▸ **The problem**:
Find "Please segment every instance of the license" in the data, then restate the line it sits in and every later line word for word, ending with the last line.

====

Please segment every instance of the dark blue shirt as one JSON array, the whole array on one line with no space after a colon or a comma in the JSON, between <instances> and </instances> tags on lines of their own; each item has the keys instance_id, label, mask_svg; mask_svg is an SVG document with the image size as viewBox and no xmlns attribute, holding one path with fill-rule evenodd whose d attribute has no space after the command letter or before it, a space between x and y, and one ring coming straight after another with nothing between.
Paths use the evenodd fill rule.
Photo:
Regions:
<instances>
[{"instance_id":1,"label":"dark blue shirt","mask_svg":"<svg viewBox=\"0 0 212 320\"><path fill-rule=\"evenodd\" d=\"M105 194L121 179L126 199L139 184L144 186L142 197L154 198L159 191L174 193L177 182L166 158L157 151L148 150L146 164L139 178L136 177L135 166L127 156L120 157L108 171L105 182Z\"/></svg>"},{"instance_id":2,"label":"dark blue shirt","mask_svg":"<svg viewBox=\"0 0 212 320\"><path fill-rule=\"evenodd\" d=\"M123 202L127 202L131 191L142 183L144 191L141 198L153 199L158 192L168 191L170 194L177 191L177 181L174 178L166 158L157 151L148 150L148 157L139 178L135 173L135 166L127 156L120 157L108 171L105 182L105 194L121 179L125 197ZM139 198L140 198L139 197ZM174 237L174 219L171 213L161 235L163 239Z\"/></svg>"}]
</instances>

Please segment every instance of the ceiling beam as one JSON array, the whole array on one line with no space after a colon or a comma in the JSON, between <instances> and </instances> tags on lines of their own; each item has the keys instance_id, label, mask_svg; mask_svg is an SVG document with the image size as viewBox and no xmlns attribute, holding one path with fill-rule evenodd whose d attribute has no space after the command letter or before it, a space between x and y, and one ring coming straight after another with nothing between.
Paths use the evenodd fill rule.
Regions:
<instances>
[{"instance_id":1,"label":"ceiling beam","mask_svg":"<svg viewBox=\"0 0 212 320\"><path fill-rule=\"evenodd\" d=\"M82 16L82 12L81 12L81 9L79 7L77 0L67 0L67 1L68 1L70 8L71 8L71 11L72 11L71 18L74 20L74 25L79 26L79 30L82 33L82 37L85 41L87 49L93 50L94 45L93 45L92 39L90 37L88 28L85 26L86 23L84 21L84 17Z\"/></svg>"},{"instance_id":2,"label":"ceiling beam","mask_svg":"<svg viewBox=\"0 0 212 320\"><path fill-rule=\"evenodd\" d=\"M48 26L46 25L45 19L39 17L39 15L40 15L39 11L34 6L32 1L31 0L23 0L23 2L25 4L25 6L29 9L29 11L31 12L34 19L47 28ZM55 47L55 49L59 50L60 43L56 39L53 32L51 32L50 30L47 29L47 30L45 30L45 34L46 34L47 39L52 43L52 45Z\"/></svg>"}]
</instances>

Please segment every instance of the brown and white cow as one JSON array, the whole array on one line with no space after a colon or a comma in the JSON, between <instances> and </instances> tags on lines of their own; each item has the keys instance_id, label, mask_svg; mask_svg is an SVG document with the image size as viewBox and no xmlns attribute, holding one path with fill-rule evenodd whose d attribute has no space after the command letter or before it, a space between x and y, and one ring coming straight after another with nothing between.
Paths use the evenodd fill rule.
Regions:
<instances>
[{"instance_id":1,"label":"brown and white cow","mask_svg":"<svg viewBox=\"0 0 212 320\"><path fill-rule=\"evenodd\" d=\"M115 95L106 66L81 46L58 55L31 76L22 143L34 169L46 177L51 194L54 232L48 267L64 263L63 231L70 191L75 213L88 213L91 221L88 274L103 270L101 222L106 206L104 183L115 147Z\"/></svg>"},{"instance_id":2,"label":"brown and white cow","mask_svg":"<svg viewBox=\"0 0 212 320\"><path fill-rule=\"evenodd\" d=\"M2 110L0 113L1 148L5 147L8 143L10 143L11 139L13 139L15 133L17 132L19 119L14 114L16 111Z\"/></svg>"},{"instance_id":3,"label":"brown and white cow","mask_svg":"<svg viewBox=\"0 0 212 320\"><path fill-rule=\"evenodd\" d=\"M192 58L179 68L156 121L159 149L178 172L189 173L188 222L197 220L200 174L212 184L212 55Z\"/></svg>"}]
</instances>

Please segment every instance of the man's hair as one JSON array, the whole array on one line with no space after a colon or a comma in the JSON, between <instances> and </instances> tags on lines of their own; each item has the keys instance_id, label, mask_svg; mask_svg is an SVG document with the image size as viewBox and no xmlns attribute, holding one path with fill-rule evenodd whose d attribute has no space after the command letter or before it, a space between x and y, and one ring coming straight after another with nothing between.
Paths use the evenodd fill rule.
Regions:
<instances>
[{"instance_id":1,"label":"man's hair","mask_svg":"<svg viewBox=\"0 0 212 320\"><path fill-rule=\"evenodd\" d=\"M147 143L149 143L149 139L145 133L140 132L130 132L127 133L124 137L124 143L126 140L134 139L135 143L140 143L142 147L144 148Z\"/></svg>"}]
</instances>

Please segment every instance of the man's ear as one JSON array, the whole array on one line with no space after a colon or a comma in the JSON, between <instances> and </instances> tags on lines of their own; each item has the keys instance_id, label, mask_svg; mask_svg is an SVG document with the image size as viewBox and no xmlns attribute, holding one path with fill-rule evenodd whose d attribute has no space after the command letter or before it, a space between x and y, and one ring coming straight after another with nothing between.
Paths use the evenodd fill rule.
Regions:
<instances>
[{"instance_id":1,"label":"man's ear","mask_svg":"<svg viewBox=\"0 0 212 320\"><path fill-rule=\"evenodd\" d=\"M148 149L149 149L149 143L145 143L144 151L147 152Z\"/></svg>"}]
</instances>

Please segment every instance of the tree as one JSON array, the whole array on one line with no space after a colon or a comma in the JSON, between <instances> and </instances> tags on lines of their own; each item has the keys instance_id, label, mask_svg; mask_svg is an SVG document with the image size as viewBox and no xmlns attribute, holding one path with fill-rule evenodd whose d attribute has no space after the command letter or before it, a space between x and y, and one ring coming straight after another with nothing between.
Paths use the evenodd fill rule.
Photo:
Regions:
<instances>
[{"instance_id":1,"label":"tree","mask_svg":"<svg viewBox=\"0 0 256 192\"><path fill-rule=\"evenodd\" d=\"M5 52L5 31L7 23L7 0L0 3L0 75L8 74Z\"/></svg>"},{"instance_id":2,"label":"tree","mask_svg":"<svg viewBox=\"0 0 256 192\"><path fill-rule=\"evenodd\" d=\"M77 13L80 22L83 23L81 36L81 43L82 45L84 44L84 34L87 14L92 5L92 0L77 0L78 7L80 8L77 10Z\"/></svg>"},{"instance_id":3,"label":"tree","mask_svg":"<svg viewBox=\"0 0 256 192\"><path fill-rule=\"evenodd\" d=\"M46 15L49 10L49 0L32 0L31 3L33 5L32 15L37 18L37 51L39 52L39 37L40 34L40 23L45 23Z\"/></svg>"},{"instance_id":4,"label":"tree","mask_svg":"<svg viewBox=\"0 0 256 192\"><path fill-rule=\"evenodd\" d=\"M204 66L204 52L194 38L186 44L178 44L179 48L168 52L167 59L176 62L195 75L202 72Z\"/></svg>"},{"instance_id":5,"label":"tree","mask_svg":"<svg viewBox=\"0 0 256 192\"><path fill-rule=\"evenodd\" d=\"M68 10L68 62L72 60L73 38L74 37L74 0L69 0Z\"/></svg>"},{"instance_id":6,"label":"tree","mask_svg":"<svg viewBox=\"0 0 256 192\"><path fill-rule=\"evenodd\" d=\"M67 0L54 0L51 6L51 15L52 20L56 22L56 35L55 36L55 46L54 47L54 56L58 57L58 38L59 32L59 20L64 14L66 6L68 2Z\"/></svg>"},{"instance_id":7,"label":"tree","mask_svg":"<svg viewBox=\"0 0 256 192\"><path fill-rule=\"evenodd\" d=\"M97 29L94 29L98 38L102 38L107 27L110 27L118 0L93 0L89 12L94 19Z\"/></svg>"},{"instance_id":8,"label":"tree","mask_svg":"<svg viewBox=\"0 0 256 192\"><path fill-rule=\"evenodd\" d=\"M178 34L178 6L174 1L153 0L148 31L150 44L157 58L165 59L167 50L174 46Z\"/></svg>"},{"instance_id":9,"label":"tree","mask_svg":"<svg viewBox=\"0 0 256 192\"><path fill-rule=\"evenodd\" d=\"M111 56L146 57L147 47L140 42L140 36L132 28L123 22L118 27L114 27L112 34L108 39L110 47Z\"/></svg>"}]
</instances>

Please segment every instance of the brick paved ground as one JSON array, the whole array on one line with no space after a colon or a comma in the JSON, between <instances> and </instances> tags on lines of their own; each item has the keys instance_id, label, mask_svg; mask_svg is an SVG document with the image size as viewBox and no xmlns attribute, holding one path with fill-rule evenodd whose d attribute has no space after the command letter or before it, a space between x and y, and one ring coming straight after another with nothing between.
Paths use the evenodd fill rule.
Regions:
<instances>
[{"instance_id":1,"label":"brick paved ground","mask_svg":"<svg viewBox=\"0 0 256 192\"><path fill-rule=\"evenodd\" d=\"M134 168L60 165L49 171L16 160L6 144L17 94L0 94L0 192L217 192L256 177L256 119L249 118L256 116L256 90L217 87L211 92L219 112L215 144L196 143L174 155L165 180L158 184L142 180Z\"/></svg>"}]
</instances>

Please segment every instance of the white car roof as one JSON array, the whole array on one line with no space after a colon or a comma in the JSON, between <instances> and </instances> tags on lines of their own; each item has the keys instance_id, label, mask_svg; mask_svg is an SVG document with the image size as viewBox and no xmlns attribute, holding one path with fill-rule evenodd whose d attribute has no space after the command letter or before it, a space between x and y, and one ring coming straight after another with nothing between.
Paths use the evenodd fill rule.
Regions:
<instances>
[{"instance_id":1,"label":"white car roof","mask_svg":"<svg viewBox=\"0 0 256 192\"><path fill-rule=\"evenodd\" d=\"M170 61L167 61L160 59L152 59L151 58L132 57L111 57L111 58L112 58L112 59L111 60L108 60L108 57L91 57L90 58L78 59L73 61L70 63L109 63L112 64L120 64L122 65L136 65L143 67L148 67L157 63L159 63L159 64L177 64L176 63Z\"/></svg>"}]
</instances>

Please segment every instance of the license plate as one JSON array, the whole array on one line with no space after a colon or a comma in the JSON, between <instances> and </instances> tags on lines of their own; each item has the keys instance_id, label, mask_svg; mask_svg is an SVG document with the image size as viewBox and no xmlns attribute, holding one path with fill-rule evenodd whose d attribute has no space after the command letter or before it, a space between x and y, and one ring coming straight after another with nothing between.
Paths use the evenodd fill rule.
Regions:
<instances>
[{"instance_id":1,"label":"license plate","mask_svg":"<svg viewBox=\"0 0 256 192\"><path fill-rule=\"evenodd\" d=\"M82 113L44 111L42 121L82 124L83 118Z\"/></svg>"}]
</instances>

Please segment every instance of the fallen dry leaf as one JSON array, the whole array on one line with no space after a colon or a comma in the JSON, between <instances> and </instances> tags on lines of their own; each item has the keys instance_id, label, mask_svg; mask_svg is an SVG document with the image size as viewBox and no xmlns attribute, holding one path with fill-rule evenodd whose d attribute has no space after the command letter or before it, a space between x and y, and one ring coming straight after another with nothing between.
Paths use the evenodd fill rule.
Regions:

====

▸ **Problem solution**:
Please segment every instance of the license plate as one JSON array, the whole array on one line with no space after a colon or a comma in the JSON, between <instances> and </instances> tags on lines of their own; each item has the keys instance_id, label, mask_svg; mask_svg is an SVG document with the image size as viewBox and no xmlns attribute, holding one path with fill-rule evenodd whose d attribute has no space after the command letter or before it, a space between x and y, and one ring coming straight after another with nothing between.
Paths use the evenodd fill rule.
Regions:
<instances>
[{"instance_id":1,"label":"license plate","mask_svg":"<svg viewBox=\"0 0 256 192\"><path fill-rule=\"evenodd\" d=\"M82 113L44 111L42 121L82 124L83 118Z\"/></svg>"}]
</instances>

Please segment every instance of the fallen dry leaf as one JSON array, the whole array on one line with no space after a colon or a comma in the JSON, between <instances> and </instances> tags on lines of their own; each item has the keys instance_id, label, mask_svg; mask_svg is an SVG document with the image size as viewBox and no xmlns attribute, holding one path with fill-rule evenodd whose d attribute has no space after the command letter or before it, a space between x and y, and one ring coming straight after another with nothing between.
Paths use the evenodd fill rule.
Regions:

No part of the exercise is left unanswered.